* start MATERIAL FOR THIS EXERCISE *

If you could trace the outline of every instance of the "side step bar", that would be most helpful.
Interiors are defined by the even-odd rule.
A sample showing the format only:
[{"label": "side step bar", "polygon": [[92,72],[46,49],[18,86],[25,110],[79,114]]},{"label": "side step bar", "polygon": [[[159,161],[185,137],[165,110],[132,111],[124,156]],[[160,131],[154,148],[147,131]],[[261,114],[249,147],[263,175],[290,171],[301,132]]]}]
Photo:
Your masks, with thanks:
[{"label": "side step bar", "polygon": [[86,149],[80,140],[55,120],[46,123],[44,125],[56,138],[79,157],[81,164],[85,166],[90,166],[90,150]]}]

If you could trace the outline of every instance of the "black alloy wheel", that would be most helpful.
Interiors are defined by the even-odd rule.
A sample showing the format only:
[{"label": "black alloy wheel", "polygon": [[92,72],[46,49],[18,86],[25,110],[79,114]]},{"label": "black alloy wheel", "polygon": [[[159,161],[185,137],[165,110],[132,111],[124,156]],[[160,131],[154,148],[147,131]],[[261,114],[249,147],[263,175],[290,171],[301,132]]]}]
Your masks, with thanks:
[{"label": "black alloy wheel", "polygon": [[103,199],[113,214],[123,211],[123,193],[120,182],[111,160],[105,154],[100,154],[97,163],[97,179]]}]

* end MATERIAL FOR THIS EXERCISE *

Render every line of the listing above as a JSON array of strings, one string per line, and omit blank lines.

[
  "If you could trace the outline of every instance of the \"side step bar\", that would be most helpful.",
  "Interiors are defined by the even-odd rule.",
  "A sample showing the format only:",
  "[{\"label\": \"side step bar\", \"polygon\": [[92,72],[46,49],[18,86],[25,110],[79,114]]},{\"label\": \"side step bar\", \"polygon\": [[[159,161],[185,137],[165,110],[132,111],[124,156]],[[160,131],[154,148],[147,131]],[[261,114],[249,147],[263,175],[290,171],[301,132]]]}]",
  "Photo:",
  "Your masks, with thanks:",
  "[{\"label\": \"side step bar\", \"polygon\": [[86,149],[80,140],[55,120],[46,123],[44,125],[56,138],[79,157],[81,164],[85,166],[90,166],[90,150]]}]",
  "If you could trace the outline of every instance of the \"black alloy wheel\", that would be most helpful.",
  "Interiors are defined by the even-odd rule.",
  "A sample showing the format only:",
  "[{\"label\": \"black alloy wheel\", \"polygon\": [[92,72],[46,49],[18,86],[25,110],[79,114]]},{\"label\": \"black alloy wheel\", \"polygon\": [[[159,161],[185,137],[165,110],[132,111],[124,156]],[[160,131],[154,148],[147,131]],[[261,114],[249,147],[263,175],[290,171],[301,132]]]}]",
  "Your masks, with thanks:",
  "[{\"label\": \"black alloy wheel\", \"polygon\": [[103,199],[113,214],[123,211],[123,193],[120,182],[111,160],[105,154],[100,154],[97,163],[97,179]]}]"
]